DATASET EXTRACT>
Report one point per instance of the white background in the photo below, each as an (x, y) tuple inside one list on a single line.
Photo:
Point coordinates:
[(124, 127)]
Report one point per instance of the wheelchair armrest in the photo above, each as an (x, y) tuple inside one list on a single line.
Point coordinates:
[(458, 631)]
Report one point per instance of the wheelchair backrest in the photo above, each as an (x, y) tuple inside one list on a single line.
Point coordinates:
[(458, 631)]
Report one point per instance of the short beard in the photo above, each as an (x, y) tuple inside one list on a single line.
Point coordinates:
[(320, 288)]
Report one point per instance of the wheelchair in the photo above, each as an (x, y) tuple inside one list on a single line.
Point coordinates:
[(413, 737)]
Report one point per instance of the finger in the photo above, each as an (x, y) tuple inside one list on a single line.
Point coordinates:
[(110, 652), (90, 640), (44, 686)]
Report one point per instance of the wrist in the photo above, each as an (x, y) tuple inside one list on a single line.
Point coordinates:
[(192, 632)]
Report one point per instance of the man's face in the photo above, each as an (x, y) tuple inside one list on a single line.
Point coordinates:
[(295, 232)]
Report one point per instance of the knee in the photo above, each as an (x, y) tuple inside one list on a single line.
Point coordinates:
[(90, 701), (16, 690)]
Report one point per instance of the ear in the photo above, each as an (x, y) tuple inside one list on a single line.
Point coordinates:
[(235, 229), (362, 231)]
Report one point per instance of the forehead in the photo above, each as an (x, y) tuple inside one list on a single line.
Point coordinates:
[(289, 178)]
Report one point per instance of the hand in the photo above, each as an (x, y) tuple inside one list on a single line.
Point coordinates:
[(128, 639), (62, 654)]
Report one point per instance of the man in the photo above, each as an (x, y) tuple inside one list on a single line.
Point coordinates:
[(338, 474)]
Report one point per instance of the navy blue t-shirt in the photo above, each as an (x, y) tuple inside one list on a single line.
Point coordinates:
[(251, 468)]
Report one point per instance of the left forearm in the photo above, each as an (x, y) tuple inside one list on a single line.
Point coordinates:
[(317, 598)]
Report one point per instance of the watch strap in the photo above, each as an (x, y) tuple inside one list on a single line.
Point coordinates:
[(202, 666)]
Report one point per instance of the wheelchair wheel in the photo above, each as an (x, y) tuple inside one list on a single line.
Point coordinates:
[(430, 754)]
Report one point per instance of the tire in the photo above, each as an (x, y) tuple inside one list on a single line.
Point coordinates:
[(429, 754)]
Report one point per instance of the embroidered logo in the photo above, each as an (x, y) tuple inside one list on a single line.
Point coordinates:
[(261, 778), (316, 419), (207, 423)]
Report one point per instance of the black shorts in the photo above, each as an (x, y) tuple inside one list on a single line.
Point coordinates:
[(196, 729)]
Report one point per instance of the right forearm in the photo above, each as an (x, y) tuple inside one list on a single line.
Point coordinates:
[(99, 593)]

TASK TO COMPLETE> Turn each line of the material above into an item in one numbered list, skipping any blank lines.

RESULT OF THE EXERCISE>
1. Report one point per instance of the white background in the photo below, each as an (x, y) tuple inside one list on a single line.
2. Photo:
3. Point coordinates:
4. [(124, 127)]
5. Report one point per instance of the wheelchair armrest in the photo above, each as an (x, y) tuple inside one list on a single line.
6. Point coordinates:
7. [(458, 631)]
8. Report one point per instance of the wheelchair backrest in the photo above, each as an (x, y) tuple inside one list on a single line.
9. Point coordinates:
10. [(458, 631)]
11. Report one point per instance of the short beard in the photo above, each as an (x, y) tuple inside one list on a single line.
12. Point coordinates:
13. [(320, 288)]
14. Report one point per instance of the wheelchair in the photo above, each as an (x, y) tuple inside one list on a single line.
15. Point coordinates:
16. [(413, 737)]
17. Report one point per instance of the finger in the photo above, each as an (x, y) tuple inside one list on a single line.
18. Point coordinates:
19. [(110, 652), (90, 640), (44, 686)]
20. Report one point per instance of the wrist in the photo above, each as an (x, y) tuple inside one list on a single line.
21. Point coordinates:
22. [(192, 632)]
23. Report one point per instance of the man's face in the photo above, each as an (x, y) tuple inside one list on a single line.
24. Point coordinates:
25. [(295, 232)]
26. Report one point per instance of the knee in the photo above, each as an (x, y) tuple inside one list on a single line.
27. Point coordinates:
28. [(90, 701), (16, 690)]
29. Report one point per instance of the ear in the photo above, each as an (x, y) tuple inside one list on a single line.
30. Point coordinates:
31. [(235, 229), (362, 231)]
32. Report one point per instance of the forehead in the photo above, each as an (x, y) tuple inside one list on a single line.
33. Point coordinates:
34. [(289, 178)]
35. Report one point per instance of the hand in the photo above, each as an (x, y) tuple inside one list on a single line.
36. Point coordinates:
37. [(128, 639), (62, 654)]
38. Report one point per instance of the man in the photo above, each as an (x, y) tuple inside one list on a single line.
39. Point coordinates:
40. [(338, 474)]
41. Report one point per instance of the navy blue t-shirt in the photo above, each as an (x, y) tuple inside one list on a single line.
42. Point coordinates:
43. [(251, 468)]
44. Report one point per instance of the left forearm in the photo above, each as an (x, y) tuple inside one list on a single line.
45. Point coordinates:
46. [(317, 598)]
47. Report one point per instance of the watch strap in the photo above, each as an (x, y) tuple inside one list on a single line.
48. Point coordinates:
49. [(202, 666)]
50. Report one point per instance of the wheelchair wheel in the photo above, each as an (x, y) tuple inside one list on a single line.
51. Point coordinates:
52. [(430, 754)]
53. Report one point per instance of the tire in the photo above, each as an (x, y) tuple inside one list on a single line.
54. Point coordinates:
55. [(429, 754)]
56. Report one point per instance of the embroidered logo in the photo above, each as an (x, y) tuple inside one list on a single line.
57. Point coordinates:
58. [(261, 778), (316, 419), (207, 423)]
59. Report one point per instance of the black shorts in the photo above, each as an (x, y) tuple inside one list on a single line.
60. Point coordinates:
61. [(196, 729)]
62. Report one point per instance of the right forearm in the photo above, each as an (x, y) tuple inside one list on a single line.
63. Point coordinates:
64. [(99, 593)]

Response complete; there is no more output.